- [Source passage]
•••••

Re: [PATCH 1/3] memblock: define functions to set the usable memory range

2022-01-13 Thread Frank van der Linden
On Fri, Jan 14, 2022 at 12:10:46AM +, Frank van der Linden wrote:
> Thanks for discussing this further! I tried the above change, although
> I wrapped it in an if (cap_mem_size != 0), so that a normal kernel
> doesn't get its entire memory marked as reserved.

Just to clarify: I had to do that because the code is slightly different
on 5.15, where I tried it. It wasn't a bug in the proposed patch.

Anyway, will try 5.17-rc tomorrow, I'll let you know, thanks again.

•••••

- [Record extracts]
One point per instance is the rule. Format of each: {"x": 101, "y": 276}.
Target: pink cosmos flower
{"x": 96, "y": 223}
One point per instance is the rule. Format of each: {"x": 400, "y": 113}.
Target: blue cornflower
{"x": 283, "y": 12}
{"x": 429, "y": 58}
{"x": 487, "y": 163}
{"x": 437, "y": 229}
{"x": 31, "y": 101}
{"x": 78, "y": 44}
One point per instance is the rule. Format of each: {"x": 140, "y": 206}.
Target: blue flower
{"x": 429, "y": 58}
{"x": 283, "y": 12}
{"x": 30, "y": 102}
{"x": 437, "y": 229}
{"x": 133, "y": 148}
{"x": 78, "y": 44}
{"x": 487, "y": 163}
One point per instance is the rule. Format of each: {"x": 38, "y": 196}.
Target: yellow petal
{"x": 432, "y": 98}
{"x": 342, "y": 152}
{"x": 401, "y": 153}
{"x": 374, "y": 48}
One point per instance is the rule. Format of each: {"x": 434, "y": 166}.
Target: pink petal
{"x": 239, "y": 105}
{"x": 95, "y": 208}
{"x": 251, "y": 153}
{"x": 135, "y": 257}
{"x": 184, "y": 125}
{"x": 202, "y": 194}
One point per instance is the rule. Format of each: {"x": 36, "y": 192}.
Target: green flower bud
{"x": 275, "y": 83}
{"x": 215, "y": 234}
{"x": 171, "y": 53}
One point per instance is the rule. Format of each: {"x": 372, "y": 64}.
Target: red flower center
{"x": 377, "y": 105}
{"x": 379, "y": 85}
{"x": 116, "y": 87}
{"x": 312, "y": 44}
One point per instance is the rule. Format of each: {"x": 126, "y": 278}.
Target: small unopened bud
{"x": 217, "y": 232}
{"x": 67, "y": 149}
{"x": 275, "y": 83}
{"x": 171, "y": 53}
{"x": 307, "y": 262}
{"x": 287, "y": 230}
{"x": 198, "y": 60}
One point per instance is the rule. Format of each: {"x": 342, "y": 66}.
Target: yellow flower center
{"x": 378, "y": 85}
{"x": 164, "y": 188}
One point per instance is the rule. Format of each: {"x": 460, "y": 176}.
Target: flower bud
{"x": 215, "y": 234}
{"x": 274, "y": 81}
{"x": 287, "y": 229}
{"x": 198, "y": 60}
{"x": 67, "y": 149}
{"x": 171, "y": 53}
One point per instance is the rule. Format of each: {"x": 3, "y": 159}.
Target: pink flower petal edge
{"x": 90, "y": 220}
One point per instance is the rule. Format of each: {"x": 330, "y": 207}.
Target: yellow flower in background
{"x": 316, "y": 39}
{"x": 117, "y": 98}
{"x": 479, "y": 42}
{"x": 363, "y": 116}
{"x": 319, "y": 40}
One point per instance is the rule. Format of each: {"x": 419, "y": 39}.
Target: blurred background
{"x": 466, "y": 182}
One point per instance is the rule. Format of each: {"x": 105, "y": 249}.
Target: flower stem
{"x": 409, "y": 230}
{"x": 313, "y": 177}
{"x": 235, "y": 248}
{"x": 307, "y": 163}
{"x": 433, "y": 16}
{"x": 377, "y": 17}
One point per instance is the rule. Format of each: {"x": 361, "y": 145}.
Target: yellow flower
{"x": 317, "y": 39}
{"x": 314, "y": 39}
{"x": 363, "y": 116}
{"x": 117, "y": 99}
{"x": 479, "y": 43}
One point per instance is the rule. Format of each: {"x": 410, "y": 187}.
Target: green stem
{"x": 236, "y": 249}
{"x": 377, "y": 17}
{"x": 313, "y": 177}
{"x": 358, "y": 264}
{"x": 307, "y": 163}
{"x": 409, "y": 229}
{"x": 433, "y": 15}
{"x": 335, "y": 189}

•••••

- [Stated goal]
Continue the mailing-list reply about the memblock patch from its last line. The records aren't needed here.

- [Answer for this exercise]
- Frank

___
kexec mailing list
kexec@lists.infradead.org
http://lists.infradead.org/mailman/listinfo/kexec


Re: [PATCH 1/3] memblock: define functions to set the usable memory range

2022-01-13 Thread Frank van der Linden
On Thu, Jan 13, 2022 at 07:33:11PM +0200, Mike Rapoport wrote:
> On Tue, Jan 11, 2022 at 08:44:41PM +, Frank van der Linden wrote:
> > On Tue, Jan 11, 2022 at 12:31:58PM +0200, Mike Rapoport wrote:
> > > > --- a/include/linux/memblock.h
> > > > +++ b/include/linux/memblock.h
> > > > @@ -481,6 +481,8 @@ phys_addr_t memblock_reserved_size(void);
> > > >  phys_addr_t memblock_start_of_DRAM(void);
> > > >  phys_addr_t memblock_end_of_DRAM(void);
> > > >  void memblock_enforce_memory_limit(phys_addr_t memory_limit);
> > > > +void memblock_set_usable_range(phys_addr_t base, phys_addr_t size);
> > > > +void memblock_enforce_usable_range(void);
> > > >  void memblock_cap_memory_range(phys_addr_t base, phys_addr_t size);
> > > >  void memblock_mem_limit_remove_map(phys_addr_t limit);
> > >
> > > We already have 3 very similar interfaces that deal with memory capping.
> > > Now you suggest to add fourth that will "generically" solve a single use
> > > case of DT, EFI and kdump interaction on arm64.
> > >
> > > Looks like a workaround for a fundamental issue of incompatibility between
> > > DT and EFI wrt memory registration.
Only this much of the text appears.